*** Opening of Exercise passage ***
But working on such platform, dismantling non-viable states on a continent palgued with city-states, would require civil wars. No African president would like to see his/her city state dismantled because within it, he is king

Such bizarre prescriptions indicate that Europe is just awakening to the fact that its dissection of the African continent to address its economic and political agenda at the time were unjust and are being felt in grinding poverty and looming social disorder, all factors leading to the smuggling of thousands of African youths into Europe, where they face the Iron Curtain in failed dreams to be part of its wealth.   Now come the Blair prescriptions to be implemented by a array of high priests, some from Africa but the majority from Europe.

It is easy to see tears dropping form Mr. Blair's cheeks for Africa. In October last year, he said, Africa remains  "a scar on the conscience of the world".

"If the world continues to ignore the sufferings of African nations, like in the war- ravaged Democratic Republic of Congo, it would breed anger and frustration which would threaten global stability," he said, calling on the rich world to back a partnership[p with Africa.

Blair then issued his edict, a fair one but one difficult for many African states:

 "But it's a deal: On the African side: true democracy, no more excuses for dictatorship, abuses of human rights; no tolerance of bad governance, from the endemic corruption of some states, to the activities of Mr Mugabe's henchmen in Zimbabwe. Proper commercial, legal and financial systems."

"If the world continues to ignore the sufferings of African nations, like in the war- ravaged Democratic Republic of Congo, it would breed anger and frustration which would threaten global stability," he said

 So the tears are enough. The Safari tours, on which western president go to pour more tears for the poor and make promises they know cannot be kept, will continue. Bill Clinton, during last term, stormed Africa and sparked failed hopes of economic salvation to come. Shamelessly, those African states that did not see his saving hands felt neglected.  Mr. Blair followed, sending the same message. Then came President George W Bush, at the time when shells were falling on Liberia, its stepchild born out of the history of slavery. Many thought the tour was a prelude to US intervention, but they soon realised it would not be. It was a Safari of tears and promises.
*** Close of Exercise passage ***
*** Opening of Data provided ***
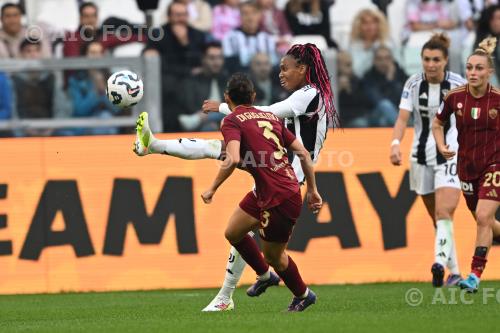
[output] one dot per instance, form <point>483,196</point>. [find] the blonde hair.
<point>383,27</point>
<point>486,49</point>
*** Close of Data provided ***
● List of tasks:
(a) In the commentary on Blair and Africa, what phrase did Mr. Blair use in October to describe Africa?
(b) Write the next part of the commentary on Blair and Africa, starting after its final sentence.
The data after the commentary are separate material, unrelated to it.

● Solved tasks:
(a) "a scar on the conscience of the world"

(b)
One Blair high priest suggested that they would like to know what Africans want, and that writers, students, etc, will be encouraged to write essays that would help provide the juju to save sick Africa.

But Mr. Blair does not have to look to far to see some of the factors that have accelerated collapse. He may be very pleased with his role in the rehabilitation of Libya's Kaddafi after the payment of millions of pounds to British and American victims. The amount the north African state paid to London and Washington is sufficient to to solve the humanitarian problems it created for West Africa's millions in Sierra Leone, Liberia and Guinea. Were justice, and might, the norm, the world would have demanded that Libya pays reparations for the destruction of these fragile states for its backing of bandits like Charles Taylor now in safety in Nigeria and Foday Sankoh, now gone.

Mr. Blair's Commission for Africa is the thirteenth such entities designed to Africa save over the decades. But the more such bodies are formed, the higher the level of poverty. Many Africans now live in abject poverty more than at independence. The money spent on cosmetic alone in the rich world is sufficient to arrest the spread of hunger and disease and more.

With the new Blair Africa Commission, what is the fate of the much-celebrated New Partnership for Africa, with mesmerising acronym NEPAD?  NEPAD should have been a vehicle for "peer review", a mechanism through which African leaders and states would be judges on one another and passing verdict, which would form the basis of economic assistance from the masters. "Behave well, and you will east", was the directive.